── Fragment dokumentu ──

Sernikowa bomba z czekoladową i malinową żelką


Sernik na zimno, może być ciastem bez pieczenia  - gdy zrobimy na gotowych biszkoptach. Może być deserem lodowym, gdy przymrozimy go przed wylaniem polewy. Będę w lecie przyjmować takim moich gości. Cudowne połączenia z żelkami  - nigdy nie zrobiłabym tak przygotowanych malin, gdybym wcześniej takich nie próbowała. Nie wyczuwa się w nich pestki - tak jak przy świeżych malinach, po prostu nie można ich zagotować.

SKŁADNIKI:  naczynie poj. 2,5 litra

1 blat biszkoptowy, albo biszkopty na spód

żelka czekoladowa:
1 i 1/2 (7,5 ml) łyżeczki żelatyny
2 łyżki zimnej wody/mleka
100 g gorzkiej czekolady 70% - posiekać
150 + 100 ml mleka
2 łyżki cukru pudru

żelka malinowa:
400 ml  zmiażdżonych malin z sokiem - może być z mrożonych
4 łyżeczki (20 ml) żelatyny
2 łyżki wody
100 ml wrzątku
3 łyżki cukru

warstwa sernikowa:
6  łyżeczek (30 ml) żelatyny + 100 ml mleka
3 żółtka
szczypta soli
3/4 cukru
3/4 szklanka mleka
laska wanilii
450 g twarogu 3 x mielonego
330 ml śmietany kremówki

polewa lustrzana*:
1/2 łyżki (5 g) żelatyny
1 łyżka wody
62,5 ml wody
112, 5 g cukru
75 g kuwertury lub gorzkiej czekolady - posiekać
15 g kakao - przesiane
32,5 ml śmietany kremówki 36 %

dodatkowo:
ok. 50 g gorzkiej czekolady

PRZYGOTOWANIE:

  • Żelka czekoladowa: żelatynę zalać 2 łyżkami zimnego mleka. Zagotować 150 ml mleka - połową tego mleka od razu zalać posiekaną czekoladę, odczekać chwilę i mieszać do gładkiego połączenia, potem stopniowo dolewać resztę. Zagotować 100 ml mleka - rozpuścić w nim żelatynę, dodać do czekolady, wymieszać razem. Wlać do  naczynia** - najlepiej silikonowego (lekko natłuścić olejem) wlać żelkę - zostawić do stężenia.

───

## Zadanie a
Przepisz bez zmian wiersze podane poniżej, zaczynając od wiersza zawierającego „Pick out every instance of the dark tie”, a kończąc na ostatnim z nich. Obrazów nie przepisuj.

── Podane wiersze ──

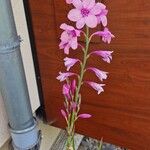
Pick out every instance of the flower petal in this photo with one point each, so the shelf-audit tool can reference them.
(85, 116)
(91, 21)
(77, 4)
(104, 20)
(66, 49)
(96, 9)
(88, 4)
(74, 15)
(64, 37)
(96, 86)
(74, 43)
(63, 113)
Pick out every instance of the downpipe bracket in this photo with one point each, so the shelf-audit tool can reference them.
(27, 139)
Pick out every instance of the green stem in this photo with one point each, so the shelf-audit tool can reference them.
(83, 64)
(70, 140)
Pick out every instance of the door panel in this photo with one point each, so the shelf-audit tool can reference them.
(121, 115)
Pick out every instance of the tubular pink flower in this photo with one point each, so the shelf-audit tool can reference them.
(70, 62)
(96, 86)
(106, 55)
(105, 34)
(64, 76)
(85, 12)
(73, 86)
(102, 17)
(66, 91)
(99, 73)
(63, 113)
(85, 116)
(68, 38)
(69, 1)
(73, 106)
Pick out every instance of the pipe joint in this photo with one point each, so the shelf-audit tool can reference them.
(26, 139)
(10, 45)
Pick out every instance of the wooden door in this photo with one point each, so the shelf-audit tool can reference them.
(121, 115)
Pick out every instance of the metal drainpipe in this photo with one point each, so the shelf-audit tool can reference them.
(13, 86)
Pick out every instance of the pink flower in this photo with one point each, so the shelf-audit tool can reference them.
(99, 73)
(96, 86)
(73, 86)
(63, 113)
(106, 35)
(85, 13)
(70, 62)
(66, 91)
(102, 16)
(73, 106)
(68, 38)
(85, 116)
(69, 1)
(64, 76)
(106, 55)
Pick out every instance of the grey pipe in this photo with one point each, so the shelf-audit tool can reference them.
(13, 84)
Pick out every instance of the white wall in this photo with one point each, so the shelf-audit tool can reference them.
(28, 65)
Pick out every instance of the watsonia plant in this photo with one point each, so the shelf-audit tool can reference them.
(86, 14)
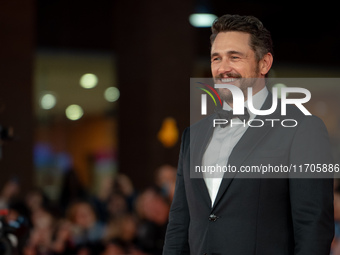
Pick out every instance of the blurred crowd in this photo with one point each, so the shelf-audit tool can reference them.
(118, 220)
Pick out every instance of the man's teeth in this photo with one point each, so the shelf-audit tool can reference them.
(228, 79)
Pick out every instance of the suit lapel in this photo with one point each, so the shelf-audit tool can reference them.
(245, 146)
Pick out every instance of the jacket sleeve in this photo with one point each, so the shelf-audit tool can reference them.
(312, 198)
(176, 239)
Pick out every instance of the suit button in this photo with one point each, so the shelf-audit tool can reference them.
(213, 217)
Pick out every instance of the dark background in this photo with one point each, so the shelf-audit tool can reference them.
(156, 51)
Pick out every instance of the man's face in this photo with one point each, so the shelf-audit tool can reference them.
(232, 59)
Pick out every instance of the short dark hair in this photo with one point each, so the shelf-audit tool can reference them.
(260, 38)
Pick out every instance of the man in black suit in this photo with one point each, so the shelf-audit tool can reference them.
(242, 216)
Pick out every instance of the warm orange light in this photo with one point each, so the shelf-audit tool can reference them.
(168, 134)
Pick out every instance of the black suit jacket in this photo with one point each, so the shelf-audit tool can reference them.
(260, 216)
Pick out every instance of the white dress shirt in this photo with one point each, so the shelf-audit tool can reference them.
(222, 143)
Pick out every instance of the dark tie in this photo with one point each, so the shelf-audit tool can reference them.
(228, 115)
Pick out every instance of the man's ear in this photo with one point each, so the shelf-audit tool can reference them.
(266, 63)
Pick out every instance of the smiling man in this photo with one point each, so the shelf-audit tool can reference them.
(221, 214)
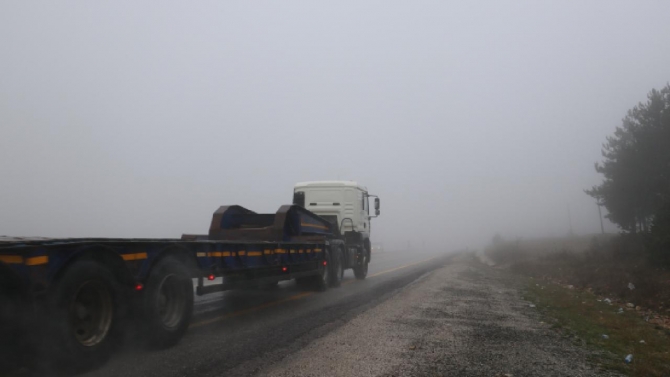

───

## Zadanie b
Napisz dalszą część przepisu na sernikową bombę z czekoladową i malinową żelką, która następuje po jego ostatnim zdaniu.

## Odpowiedź do zadania a
Pick out every instance of the dark tie in this photo with one point each, so the shelf-audit tool can reference them.
(228, 115)
Pick out every instance of the man's ear in this photo with one point each, so the shelf-audit tool can reference them.
(266, 63)
Pick out every instance of the smiling man in this photo with one point each, so the shelf-audit tool can reference them.
(221, 214)

## Odpowiedź do zadania b
  • Żelka malinowa: mrożone maliny - rozmrozić, można chwilę nieco podgrzać, ale tylko do rozmrożenia. 4 łyżeczki żelatyny zalać 2 łyżkami wody - zostawić do napęcznienia. Rozpuścić żelatynę w 100 ml wrzątku, dodać 3 łyżki cukru, wymieszać, połączyć z malinami. Wlać do  naczynia** - najlepiej silikonowego (lekko natłuścić olejem) wlać żelkę - zostawić do stężenia. Żelka malinowa jest mniej elastyczna, niż czekoladowa i uważać przy wykładaniu, bo mnie się trochę rozleciała (może za krótko tężała). 
WYKONANIE:
  1. Warstwa sernikowa: żelatynę zalać pół szklanki zimnego mleka,wymieszać - zostawić do napęcznienia.
  2. Żółtka utrzeć z cukrem i szczyptą soli. Do mleka dodać ziarenka z laski wanilii i laskę. Zagotować mleko, usunąć laskę, wlać część gorącego do żółtek - zamieszać energicznie, wlać z powrotem do gorącego mleka i mocno podgrzać, mieszając - prawie do zagotowania. Zdjąć z ognia - dodać żelatynę - zamieszać do rozpuszczenia. Wystudzić, ale nie chłodzić, powinna być lekko ciepła, bo szybko tężeje.
  3. Ubić śmietanę na sztywno. Ser roztrzepać, połączyć mikserem z masą żółtkową,  później na bardzo wolnych obrotach ze śmietaną, pomagając łopatką.
  4. Montaż: miskę natłuścić lekko olejem. Wylać część masy serowej na dno, dociąć do posiadanego przekroju żelkę czekoladową - wyłożyć. Na to wylać znowu część masy serowej, wyłożyć ostrożnie żelkę malinową, zalać pozostałą warstwą sera i przykryć blatem biszkoptowym - przycisnąć lekko, schłodzić. Przed wylaniem polewy przymrozić przez ok. 4 -5 godzin. 
  5. Polewa lustrzana:
    1. Żelatynę zalać zimną wodą - zostawić do napęcznienia, potem rozpuścić w stawiając do gorącej wody. Czekoladę posiekać.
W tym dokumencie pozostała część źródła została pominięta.